**Problem details:** Please copy everything in the material below from the line containing "Detect the rear" down to the line containing "[0,285,422,681]", both included, multiplying every box coordinate by 0.8 and rounding to whole numbers with halves rounded up. Leave all other text in those lines unchanged and give only those lines.
— START —
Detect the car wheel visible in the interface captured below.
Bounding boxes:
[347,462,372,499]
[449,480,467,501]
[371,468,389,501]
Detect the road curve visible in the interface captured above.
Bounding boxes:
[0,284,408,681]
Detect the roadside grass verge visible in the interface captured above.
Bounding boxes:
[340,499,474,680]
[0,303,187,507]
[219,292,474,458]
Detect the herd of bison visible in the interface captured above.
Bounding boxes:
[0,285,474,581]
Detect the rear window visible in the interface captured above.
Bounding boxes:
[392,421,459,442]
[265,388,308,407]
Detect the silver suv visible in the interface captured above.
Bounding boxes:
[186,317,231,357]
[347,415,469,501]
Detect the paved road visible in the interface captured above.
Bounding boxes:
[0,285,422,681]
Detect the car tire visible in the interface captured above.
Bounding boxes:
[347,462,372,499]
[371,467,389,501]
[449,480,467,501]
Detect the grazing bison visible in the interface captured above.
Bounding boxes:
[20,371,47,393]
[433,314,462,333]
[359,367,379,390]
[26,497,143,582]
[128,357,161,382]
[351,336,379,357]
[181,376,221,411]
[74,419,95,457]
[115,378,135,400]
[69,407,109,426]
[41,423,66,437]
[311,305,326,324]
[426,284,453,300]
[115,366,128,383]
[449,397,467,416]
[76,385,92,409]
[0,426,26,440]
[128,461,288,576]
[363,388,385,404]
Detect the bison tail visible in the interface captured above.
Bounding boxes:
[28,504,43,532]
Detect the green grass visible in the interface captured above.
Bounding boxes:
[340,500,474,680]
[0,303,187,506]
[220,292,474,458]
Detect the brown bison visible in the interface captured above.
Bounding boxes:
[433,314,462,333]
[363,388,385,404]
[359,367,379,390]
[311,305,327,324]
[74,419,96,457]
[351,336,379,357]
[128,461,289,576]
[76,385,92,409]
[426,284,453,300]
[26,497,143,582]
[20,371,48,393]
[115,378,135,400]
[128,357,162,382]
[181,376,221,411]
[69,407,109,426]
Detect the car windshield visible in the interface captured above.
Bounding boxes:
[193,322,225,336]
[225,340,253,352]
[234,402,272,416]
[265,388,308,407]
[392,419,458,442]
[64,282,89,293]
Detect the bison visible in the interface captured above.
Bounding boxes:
— END —
**Written answer:**
Detect the rear window visible in the interface captured above.
Bounding boxes:
[314,337,367,354]
[212,310,246,326]
Detect the silver suv visible in the interface captured above.
Bounding boxes:
[149,254,185,286]
[278,332,375,401]
Detect the paved road visible in the interface captured above.
Bounding boxes:
[0,228,338,545]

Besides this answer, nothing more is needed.